### Work to be completed
In the text about the Diaoyutai State Guesthouse, which villa did Kim Jong-un stay in during his 2018 trip to China?

The Diaoyutai State Guesthouse (DSG) () is a diplomatic complex in Haidian District, Beijing, China, where the Chinese state leadership offers receptions to visiting foreign dignitaries. It includes a number of villas and gardens. The hotel complex is mentioned as one of the Ten Great Buildings, a list of landmarks constructed in 1959 for the 10th anniversary of the People's Republic of China.

The guesthouse is located in Beijing's Haidian District, to the west of Sanlihe Road and to the east of Yuyuantan Park. It is where Chinese president and Communist Party general secretary Xi Jinping offered tea to visiting British Prime Minister Theresa May in 2018.

The guesthouse is used to house visiting foreign dignitaries and provincial government officials. During the Mao era, Kang Sheng, Mao's primary hit-man against his opponents, used the complex as his base to organize a team of ideologues to campaign against Soviet revisionism. In the times of widespread poverty, the people here were served with very good food. Others who used to work here with Kang Sheng include Wu Lengxi, Wang Li, Yao Qin and Fan Ruoyu. During the Cultural Revolution, it was used as the office of the Central Cultural Revolution Group, and the residence of Chinese Communist Party chairman Mao Zedong, Jiang Qing (Madame Mao), Chen Boda and Kang Sheng. Since then, the guesthouse has also been open to paying customers. North Korean leader Kim Jong-un stayed at the Guesthouse's No. 18 villa during his 2018 trip to China.

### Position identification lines
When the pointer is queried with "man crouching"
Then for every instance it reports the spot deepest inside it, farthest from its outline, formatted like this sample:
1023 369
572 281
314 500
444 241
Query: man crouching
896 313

### Task solution
The No. 18 villa.